> **Problem statement**: Please show every line in the listing below that contains the word "hill", copying each such line in full.

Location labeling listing
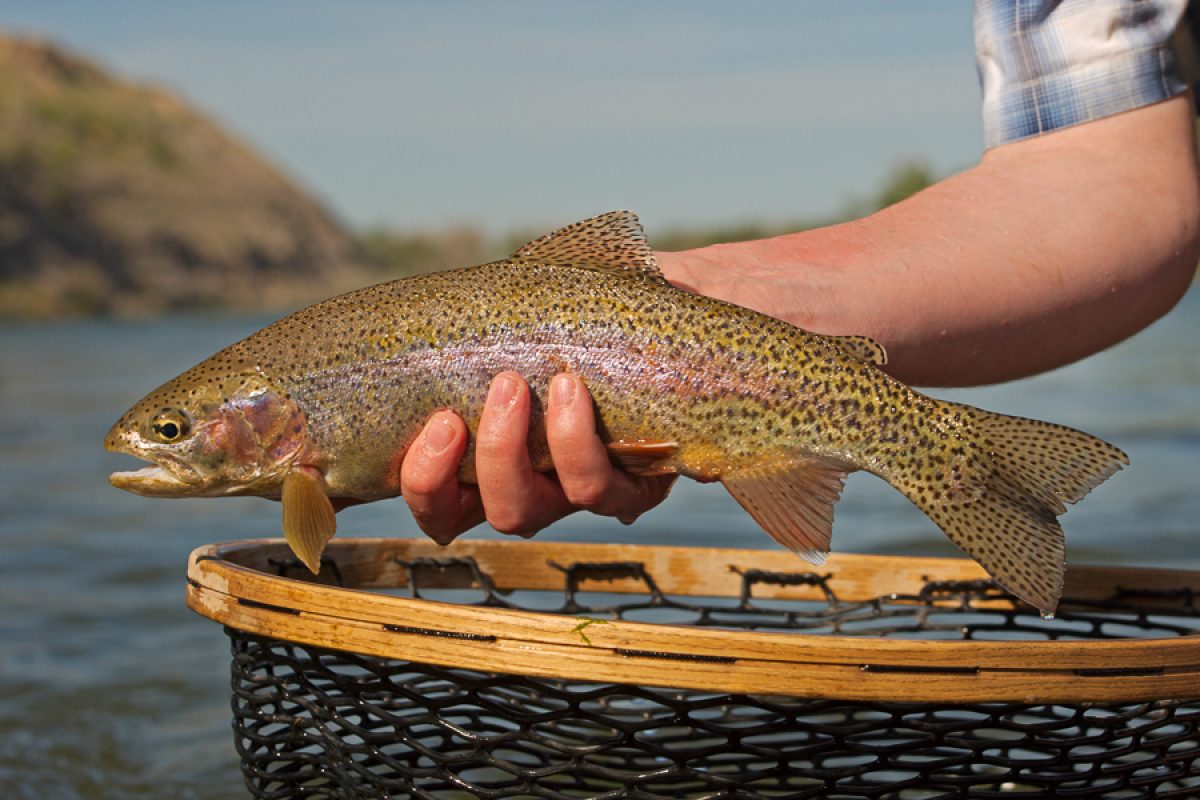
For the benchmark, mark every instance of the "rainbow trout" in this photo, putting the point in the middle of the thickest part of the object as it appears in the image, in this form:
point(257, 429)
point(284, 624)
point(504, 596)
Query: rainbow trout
point(325, 402)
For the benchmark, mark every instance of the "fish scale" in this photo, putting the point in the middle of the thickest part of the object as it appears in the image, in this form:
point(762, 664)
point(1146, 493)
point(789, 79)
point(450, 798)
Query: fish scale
point(325, 402)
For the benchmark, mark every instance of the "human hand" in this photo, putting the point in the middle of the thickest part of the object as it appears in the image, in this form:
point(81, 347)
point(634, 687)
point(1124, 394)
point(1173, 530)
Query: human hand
point(510, 495)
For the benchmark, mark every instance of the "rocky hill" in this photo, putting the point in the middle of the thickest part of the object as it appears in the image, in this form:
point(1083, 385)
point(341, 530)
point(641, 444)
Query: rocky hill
point(119, 198)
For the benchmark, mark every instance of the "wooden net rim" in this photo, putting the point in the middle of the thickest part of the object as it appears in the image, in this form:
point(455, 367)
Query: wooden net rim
point(232, 583)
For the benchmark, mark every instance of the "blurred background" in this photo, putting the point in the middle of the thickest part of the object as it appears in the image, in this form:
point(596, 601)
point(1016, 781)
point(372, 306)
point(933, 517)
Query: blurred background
point(175, 175)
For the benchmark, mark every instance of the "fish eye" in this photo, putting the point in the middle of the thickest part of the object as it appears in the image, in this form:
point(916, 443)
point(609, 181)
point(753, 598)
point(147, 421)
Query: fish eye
point(171, 426)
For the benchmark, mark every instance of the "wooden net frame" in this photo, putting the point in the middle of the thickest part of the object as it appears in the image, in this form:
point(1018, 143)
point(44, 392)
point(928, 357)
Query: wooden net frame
point(594, 671)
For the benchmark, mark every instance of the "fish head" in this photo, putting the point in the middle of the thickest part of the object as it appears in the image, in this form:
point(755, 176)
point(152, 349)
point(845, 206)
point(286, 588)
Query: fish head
point(210, 433)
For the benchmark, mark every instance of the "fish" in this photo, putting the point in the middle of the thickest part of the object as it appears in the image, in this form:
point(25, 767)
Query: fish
point(318, 409)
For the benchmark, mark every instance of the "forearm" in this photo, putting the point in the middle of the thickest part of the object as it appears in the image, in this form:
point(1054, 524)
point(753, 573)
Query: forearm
point(1049, 250)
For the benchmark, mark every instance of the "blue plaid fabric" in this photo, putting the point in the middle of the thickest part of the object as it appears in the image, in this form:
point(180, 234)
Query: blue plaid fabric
point(1049, 64)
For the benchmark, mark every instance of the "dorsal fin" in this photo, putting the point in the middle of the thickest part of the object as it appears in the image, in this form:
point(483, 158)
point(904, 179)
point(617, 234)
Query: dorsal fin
point(611, 242)
point(863, 348)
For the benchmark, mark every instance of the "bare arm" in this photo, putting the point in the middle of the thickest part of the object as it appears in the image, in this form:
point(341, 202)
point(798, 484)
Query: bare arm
point(1051, 248)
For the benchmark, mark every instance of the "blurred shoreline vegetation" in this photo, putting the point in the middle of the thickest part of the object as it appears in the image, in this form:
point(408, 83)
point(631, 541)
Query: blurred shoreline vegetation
point(119, 199)
point(399, 253)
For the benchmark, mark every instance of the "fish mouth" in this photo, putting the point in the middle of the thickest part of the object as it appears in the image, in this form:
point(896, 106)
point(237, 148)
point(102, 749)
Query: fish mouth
point(167, 477)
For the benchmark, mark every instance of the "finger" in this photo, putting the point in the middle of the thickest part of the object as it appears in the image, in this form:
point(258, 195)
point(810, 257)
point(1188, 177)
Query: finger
point(429, 479)
point(581, 459)
point(516, 499)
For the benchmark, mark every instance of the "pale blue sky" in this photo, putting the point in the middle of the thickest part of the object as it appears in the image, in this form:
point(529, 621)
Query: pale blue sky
point(539, 113)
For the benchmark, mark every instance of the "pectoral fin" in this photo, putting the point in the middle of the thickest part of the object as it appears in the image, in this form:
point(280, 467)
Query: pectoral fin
point(792, 500)
point(309, 521)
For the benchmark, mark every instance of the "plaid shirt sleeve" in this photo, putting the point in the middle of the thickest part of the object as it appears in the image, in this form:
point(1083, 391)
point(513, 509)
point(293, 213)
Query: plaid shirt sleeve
point(1049, 64)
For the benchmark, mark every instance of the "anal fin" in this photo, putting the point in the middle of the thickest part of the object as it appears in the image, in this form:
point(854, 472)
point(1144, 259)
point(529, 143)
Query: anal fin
point(309, 519)
point(792, 500)
point(643, 457)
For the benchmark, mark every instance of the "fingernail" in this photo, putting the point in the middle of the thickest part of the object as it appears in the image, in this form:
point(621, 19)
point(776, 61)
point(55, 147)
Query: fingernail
point(562, 390)
point(438, 435)
point(504, 391)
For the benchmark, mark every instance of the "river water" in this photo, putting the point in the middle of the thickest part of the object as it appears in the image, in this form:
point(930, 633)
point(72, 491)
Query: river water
point(109, 687)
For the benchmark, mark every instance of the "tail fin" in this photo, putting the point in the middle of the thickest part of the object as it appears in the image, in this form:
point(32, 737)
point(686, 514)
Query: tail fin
point(1008, 523)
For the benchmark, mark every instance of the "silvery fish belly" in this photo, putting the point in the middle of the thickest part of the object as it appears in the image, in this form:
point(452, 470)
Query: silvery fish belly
point(324, 403)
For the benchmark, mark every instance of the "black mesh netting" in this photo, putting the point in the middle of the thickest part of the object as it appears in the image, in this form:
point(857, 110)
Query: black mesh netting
point(319, 723)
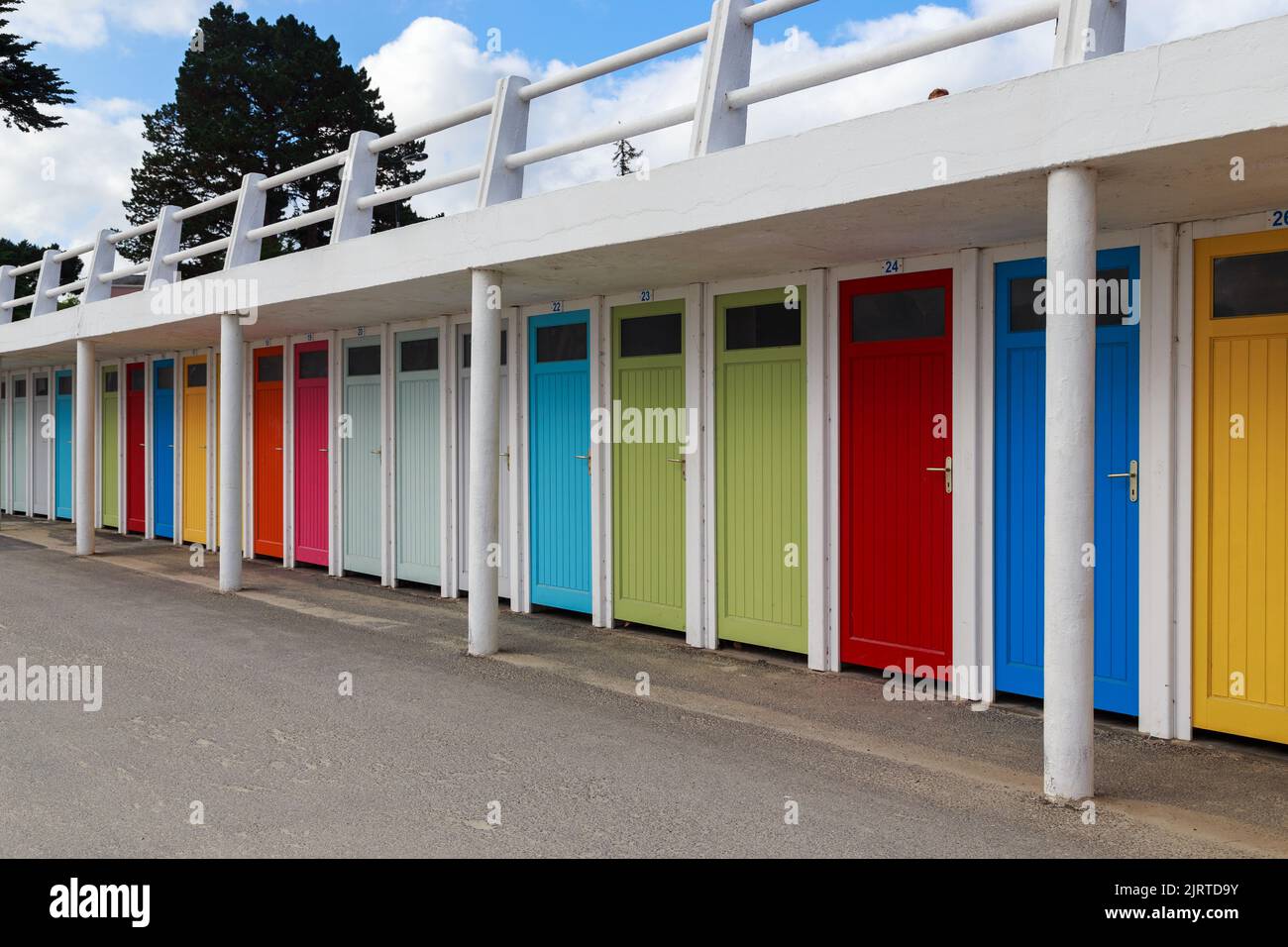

> **Solution**:
For the benchmark, mark every instance of the "rocky hill" in this photo, putting the point in the middle of the thickest part of the object as it appears in the image, in this form:
Query: rocky hill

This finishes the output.